Reproduce word for word the part of the case summary below that lies between "- The trial" and "error and affirmed.", inclusive.

# Selected text
┏━━

Andrew Simon Manzano, a/k/a Andrew Williams v. Commonwealth of Virginia
0936161
| Va. Ct. App. | Jul 25, 2017Background
- Defendant Andrew Manzano was convicted by a jury in the Circuit Court of the City of Norfolk of possession of an imitation controlled substance with intent to sell, give, or distribute; sentence: 18 months imprisonment.
- During voir dire, the defense asked the venire whether they would give police testimony more weight than ordinary witnesses; seven prospective jurors answered affirmatively.
- Three of those seven were struck for cause by the trial court, two were removed by the defense’s peremptory strikes, and two served on the jury; Manzano appealed the denial of motions to strike three specific venirepersons for cause (Sherman, Renn, Greenspan).
- Manzano argued each of the three expressed a fixed bias favoring police testimony such that they could not be impartial, and that the Commonwealth’s rehabilitation was inadequate.
- The trial court found each prospective juror’s full voir dire responses showed willingness and ability to follow the judge’s instructions and assess witness credibility individually; the Court of Appeals reviewed for manifest error and affirmed.
Issues
| Issue | Manzano's Argument | Commonwealth's Argument | Held |
|---|---|---|---|
| Whether venirepersons who say they would give police testimony more weight must be struck for cause | The jurors’ statements reflect a preconceived preference for police testimony preventing impartiality | Each juror’s full voir dire showed they could set aside prior beliefs, follow instructions, and judge credibility individually | Court affirmed: no manifest error; jurors were qualified |
| Whether the trial court’s rehabilitation of these jurors was adequate | Rehabilitation was insufficient; strikes for cause required | Rehabilitation (follow-up questioning, jurors’ assurances) demonstrated impartiality | Affirmed: follow-up questioning was sufficient |
| Standard of review for denying challenges for cause | N/A (appellant challenges application) | Trial court’s determinations get deference; manifest error required to overturn | Applied deferential review; no manifest error found |
| Whether general respect for police (based on experience) equals disqualifying bias | Statements of general deference amount to fixed bias | Distinction between general respect/experience and inability to be impartial; must consider whole voir dire | Court held general deference alone is not disqualifying if juror can follow instructions and judge witnesses on merits |
Key Cases Cited
- Smith v. Commonwealth, 239 Va. 243 (affirming refusal to strike juror who expressed that police testimony may carry more weight but would be neutral)

┗━━

# Information provided
┏━━

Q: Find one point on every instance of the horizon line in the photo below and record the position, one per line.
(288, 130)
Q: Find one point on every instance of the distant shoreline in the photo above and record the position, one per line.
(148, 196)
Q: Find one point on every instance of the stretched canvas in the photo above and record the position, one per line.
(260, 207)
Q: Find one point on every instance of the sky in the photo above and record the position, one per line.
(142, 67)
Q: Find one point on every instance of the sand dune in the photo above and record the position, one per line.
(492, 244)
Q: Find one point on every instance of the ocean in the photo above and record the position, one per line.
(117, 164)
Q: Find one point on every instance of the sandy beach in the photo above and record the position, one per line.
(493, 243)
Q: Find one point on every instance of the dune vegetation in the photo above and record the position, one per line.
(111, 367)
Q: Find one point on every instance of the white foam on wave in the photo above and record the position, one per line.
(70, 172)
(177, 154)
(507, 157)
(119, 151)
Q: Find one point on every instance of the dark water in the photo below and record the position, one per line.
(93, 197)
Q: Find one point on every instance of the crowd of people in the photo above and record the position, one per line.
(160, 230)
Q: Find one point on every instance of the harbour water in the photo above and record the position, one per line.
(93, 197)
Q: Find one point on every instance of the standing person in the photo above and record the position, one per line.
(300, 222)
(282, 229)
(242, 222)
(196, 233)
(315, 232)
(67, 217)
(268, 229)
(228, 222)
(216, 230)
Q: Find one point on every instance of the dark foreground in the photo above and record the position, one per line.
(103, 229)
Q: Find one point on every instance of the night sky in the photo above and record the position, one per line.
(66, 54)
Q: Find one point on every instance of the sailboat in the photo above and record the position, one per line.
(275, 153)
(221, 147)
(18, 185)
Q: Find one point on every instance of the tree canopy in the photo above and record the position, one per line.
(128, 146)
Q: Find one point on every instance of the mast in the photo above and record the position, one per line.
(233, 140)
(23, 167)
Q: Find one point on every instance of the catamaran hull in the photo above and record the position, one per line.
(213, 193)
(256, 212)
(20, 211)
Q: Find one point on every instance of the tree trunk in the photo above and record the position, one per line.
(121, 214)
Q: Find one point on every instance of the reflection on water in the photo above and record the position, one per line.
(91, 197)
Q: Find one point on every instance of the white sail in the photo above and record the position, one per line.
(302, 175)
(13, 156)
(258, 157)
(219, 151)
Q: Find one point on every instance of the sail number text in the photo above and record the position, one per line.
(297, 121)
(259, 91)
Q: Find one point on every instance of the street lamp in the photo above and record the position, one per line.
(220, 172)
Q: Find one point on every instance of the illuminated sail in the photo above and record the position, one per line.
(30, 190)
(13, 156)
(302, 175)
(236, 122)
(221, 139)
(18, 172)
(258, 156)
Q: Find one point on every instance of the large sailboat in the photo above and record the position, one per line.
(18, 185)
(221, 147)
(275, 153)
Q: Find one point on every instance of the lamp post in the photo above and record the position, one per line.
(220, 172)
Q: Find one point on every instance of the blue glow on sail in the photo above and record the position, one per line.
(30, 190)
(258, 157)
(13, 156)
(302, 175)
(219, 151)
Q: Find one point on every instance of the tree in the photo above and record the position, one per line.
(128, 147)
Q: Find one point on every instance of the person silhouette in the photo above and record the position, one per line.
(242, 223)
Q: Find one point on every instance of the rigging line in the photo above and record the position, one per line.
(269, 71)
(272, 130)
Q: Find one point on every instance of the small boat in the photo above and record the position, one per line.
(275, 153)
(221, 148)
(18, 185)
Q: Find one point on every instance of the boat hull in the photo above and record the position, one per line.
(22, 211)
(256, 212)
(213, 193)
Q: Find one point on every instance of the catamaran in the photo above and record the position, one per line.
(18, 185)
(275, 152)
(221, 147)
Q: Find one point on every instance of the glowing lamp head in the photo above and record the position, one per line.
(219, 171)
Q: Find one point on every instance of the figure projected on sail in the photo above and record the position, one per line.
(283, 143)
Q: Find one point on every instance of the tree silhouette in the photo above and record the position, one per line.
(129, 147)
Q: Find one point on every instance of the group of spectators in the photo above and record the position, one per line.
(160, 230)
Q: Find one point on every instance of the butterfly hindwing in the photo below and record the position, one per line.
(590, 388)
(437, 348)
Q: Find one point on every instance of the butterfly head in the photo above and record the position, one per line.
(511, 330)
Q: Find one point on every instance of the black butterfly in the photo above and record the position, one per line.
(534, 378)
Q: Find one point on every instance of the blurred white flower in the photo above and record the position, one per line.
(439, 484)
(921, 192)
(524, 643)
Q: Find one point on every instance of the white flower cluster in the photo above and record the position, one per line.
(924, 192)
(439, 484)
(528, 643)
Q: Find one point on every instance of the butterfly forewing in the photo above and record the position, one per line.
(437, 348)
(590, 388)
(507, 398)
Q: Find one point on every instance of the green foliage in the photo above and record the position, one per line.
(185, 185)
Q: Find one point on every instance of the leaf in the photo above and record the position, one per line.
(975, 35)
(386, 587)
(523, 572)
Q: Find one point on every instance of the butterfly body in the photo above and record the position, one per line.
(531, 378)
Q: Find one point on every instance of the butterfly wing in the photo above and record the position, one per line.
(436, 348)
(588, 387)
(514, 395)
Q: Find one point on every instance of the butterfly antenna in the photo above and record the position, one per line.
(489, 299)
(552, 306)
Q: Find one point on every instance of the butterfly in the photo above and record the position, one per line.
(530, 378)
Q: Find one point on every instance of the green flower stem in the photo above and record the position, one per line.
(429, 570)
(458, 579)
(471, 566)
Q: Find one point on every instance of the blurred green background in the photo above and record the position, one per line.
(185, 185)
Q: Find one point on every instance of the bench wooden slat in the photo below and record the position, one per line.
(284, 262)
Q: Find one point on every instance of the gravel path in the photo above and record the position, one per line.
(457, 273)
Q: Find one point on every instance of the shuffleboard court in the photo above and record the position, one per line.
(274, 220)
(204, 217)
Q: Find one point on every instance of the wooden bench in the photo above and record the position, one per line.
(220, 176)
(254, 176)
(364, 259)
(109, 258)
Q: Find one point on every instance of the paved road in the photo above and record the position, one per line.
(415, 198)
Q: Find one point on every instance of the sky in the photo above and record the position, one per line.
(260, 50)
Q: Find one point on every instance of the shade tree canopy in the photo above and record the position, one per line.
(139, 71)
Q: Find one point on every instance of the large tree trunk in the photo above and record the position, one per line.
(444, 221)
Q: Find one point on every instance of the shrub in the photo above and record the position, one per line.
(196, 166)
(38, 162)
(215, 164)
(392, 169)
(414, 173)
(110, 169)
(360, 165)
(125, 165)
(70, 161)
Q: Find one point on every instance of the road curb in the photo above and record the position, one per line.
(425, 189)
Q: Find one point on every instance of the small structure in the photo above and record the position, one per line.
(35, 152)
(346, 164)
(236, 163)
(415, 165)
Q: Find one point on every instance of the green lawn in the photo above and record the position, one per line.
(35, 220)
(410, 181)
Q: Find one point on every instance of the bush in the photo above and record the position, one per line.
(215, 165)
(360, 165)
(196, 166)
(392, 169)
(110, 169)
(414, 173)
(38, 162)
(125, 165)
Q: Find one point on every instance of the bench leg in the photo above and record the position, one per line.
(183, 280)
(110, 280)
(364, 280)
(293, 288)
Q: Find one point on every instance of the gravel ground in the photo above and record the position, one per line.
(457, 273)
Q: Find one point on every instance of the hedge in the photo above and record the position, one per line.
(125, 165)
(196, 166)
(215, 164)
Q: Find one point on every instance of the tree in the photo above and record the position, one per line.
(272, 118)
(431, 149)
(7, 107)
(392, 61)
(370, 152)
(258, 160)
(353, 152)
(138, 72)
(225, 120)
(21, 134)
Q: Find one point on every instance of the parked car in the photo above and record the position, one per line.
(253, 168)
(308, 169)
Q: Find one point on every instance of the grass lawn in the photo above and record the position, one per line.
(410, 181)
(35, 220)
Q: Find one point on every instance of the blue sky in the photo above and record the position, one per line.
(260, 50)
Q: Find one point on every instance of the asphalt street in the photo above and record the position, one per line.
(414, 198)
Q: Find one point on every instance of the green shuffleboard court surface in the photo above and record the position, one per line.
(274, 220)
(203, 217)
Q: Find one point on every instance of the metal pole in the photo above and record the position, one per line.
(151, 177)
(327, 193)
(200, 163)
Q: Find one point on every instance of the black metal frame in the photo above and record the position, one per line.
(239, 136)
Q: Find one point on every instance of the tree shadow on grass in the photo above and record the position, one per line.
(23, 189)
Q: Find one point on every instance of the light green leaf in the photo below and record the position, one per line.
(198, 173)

┗━━

# Finished exercise
- The trial court found each prospective juror’s full voir dire responses showed willingness and ability to follow the judge’s instructions and assess witness credibility individually; the Court of Appeals reviewed for manifest error and affirmed.